◆ **Stated goal A**
Repeat the part of the Neil Morrissey interview below that opens with the words containing "Go on; what" and closes with "pastiche, French accent.".

*** Text extract

Actor Neil Morrissey, best known for the madcap Men Behaving Badly, is about to put his life under the microscope, inviting audiences to ask him anything they like. He tells Steven Russell why he’s doing it, why he tired of Waterloo Road and how he came to be a vicar on Neighbours

WE coincide with a six o’clock delivery of pizza to Neil Morrissey’s home in north London. Seeing as he’s been locked in interviews all day – to publicise his “Celebrities Stripped Bare” tour – we give him 20 minutes to refuel. “First thing I’ve had to eat all day. It was great!” he enthuses, sounding just like puppyish man-child Tony, the character in Men Behaving Badly that pushed him into the public consciousness in the 1990s. He’s been dancing to the media’s tune since 10am. “You’ve no idea how exhausting it can be, just talking all day,” he laughs.

Go on; what did he have? “It had chillis on it, special Italian salami, basil oil, Parmesan shavings and like a Parma ham-type thing. There’s this little chain around London named Lupa that are very good.”

The actor’s been ensconced in Crouch End for 20-odd years and it’s clearly home from home. Seven years ago he moved from a two-bed flat to a house down the road. He jokes that some locals call it Croosh En’, in a posh, pastiche, French accent.

******

◆ **Stated goal B**
Gather each line of the records below that includes the string "sign".

*** Data listing

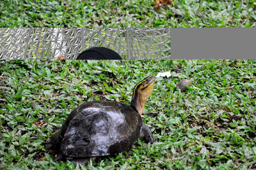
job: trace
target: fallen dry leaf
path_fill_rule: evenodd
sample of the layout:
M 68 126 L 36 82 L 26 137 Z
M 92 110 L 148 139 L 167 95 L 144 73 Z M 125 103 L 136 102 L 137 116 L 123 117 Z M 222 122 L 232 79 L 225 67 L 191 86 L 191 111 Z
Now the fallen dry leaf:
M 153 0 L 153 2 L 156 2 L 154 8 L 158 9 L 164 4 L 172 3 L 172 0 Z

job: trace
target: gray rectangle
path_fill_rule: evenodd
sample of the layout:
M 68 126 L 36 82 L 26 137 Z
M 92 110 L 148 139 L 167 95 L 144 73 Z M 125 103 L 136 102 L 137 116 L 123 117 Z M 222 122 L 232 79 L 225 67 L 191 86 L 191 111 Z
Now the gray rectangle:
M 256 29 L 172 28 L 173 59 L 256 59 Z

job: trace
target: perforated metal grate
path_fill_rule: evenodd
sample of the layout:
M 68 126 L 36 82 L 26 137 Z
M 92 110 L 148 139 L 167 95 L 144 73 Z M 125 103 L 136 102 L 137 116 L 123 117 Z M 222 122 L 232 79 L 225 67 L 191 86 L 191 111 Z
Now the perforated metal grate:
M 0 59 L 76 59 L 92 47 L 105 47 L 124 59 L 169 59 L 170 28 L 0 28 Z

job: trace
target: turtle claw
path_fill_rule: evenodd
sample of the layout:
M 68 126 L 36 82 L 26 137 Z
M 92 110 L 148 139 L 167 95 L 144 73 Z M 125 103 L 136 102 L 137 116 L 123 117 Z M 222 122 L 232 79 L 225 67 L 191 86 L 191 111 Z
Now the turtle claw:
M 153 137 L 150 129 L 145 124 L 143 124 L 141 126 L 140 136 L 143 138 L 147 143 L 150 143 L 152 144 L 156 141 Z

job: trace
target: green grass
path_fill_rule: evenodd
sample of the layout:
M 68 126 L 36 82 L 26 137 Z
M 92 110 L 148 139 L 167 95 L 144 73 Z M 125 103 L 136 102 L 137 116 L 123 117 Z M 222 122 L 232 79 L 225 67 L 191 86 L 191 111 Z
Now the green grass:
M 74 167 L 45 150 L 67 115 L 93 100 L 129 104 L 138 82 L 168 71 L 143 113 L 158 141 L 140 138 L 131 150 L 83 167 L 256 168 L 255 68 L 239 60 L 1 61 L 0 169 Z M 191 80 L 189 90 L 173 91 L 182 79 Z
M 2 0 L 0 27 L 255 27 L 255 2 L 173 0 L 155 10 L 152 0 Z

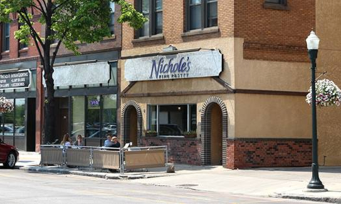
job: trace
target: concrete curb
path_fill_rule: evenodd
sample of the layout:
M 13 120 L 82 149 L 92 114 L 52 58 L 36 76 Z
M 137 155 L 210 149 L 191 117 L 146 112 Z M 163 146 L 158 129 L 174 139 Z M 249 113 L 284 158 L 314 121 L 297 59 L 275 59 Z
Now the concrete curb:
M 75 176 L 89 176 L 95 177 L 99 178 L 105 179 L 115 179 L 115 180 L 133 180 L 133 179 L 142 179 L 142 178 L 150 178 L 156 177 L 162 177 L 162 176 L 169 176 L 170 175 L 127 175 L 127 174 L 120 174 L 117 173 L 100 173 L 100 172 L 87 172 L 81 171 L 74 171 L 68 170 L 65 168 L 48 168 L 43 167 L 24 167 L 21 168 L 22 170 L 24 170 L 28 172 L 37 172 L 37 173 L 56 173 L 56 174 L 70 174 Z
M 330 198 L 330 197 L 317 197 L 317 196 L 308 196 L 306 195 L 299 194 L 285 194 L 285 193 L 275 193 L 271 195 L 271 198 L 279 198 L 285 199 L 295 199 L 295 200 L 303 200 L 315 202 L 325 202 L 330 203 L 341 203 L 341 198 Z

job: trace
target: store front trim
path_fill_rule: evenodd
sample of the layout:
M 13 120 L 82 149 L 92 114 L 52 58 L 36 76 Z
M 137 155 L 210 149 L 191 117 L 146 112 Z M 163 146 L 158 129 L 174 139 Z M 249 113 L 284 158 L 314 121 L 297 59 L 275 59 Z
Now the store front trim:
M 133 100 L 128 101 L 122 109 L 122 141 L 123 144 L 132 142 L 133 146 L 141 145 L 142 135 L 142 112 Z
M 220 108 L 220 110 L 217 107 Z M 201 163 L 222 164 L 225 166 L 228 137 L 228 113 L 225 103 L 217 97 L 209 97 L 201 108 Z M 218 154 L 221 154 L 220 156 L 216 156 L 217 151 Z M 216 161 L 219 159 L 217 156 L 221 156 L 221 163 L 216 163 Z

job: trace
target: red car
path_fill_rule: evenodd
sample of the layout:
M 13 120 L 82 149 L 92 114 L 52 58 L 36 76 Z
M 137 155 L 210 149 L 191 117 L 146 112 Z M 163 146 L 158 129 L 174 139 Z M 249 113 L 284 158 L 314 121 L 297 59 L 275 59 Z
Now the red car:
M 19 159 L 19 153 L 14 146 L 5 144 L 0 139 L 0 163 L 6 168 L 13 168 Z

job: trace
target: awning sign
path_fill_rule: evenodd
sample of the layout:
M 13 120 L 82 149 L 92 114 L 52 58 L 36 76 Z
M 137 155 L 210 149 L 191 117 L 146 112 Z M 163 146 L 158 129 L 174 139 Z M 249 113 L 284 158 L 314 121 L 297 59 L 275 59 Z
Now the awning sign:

******
*** Data listing

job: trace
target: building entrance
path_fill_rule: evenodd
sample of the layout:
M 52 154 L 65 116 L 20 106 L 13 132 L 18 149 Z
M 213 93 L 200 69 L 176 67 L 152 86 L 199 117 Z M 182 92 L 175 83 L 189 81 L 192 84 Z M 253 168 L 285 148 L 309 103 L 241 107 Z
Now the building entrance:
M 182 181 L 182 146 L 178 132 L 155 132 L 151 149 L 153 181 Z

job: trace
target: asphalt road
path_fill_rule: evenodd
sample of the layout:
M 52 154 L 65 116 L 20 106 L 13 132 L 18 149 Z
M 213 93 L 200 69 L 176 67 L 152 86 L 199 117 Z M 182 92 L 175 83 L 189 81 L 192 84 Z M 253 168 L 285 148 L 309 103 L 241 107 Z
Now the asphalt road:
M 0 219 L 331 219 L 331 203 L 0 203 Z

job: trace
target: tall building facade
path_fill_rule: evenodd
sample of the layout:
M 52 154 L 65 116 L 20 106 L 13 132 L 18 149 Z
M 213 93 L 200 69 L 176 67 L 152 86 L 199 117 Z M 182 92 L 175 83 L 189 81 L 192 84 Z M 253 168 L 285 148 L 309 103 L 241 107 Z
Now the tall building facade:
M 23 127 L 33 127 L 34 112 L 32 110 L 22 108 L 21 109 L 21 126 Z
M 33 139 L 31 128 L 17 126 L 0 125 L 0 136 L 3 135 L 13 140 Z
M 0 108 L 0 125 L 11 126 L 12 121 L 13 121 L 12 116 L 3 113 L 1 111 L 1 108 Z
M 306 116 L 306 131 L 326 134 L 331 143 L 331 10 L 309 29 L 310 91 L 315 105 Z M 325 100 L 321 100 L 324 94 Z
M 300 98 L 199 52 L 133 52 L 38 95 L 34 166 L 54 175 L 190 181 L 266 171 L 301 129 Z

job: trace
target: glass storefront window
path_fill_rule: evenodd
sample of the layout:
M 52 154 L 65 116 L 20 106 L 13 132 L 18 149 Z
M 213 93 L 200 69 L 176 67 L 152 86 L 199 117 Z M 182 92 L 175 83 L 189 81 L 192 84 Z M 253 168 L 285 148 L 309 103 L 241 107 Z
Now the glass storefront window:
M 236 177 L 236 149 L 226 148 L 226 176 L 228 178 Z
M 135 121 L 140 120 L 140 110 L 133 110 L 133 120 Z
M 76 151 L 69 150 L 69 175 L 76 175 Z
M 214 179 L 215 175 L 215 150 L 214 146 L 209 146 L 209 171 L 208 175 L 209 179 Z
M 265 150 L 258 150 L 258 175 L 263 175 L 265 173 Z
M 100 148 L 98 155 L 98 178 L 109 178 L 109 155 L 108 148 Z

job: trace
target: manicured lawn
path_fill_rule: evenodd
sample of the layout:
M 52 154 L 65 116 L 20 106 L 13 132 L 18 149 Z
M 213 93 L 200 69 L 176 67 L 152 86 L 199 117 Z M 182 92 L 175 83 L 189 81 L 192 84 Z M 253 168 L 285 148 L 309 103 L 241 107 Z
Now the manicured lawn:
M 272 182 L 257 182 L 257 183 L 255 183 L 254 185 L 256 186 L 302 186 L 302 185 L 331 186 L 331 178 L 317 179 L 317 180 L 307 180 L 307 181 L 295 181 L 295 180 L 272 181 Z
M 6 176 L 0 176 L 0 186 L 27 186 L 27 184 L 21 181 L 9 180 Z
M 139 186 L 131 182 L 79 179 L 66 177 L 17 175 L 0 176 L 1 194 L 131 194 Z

******

◆ **Finished answer A**
Go on; what did he have? “It had chillis on it, special Italian salami, basil oil, Parmesan shavings and like a Parma ham-type thing. There’s this little chain around London named Lupa that are very good.”

The actor’s been ensconced in Crouch End for 20-odd years and it’s clearly home from home. Seven years ago he moved from a two-bed flat to a house down the road. He jokes that some locals call it Croosh En’, in a posh, pastiche, French accent.

◆ **Finished answer B**
target: awning sign
Now the awning sign:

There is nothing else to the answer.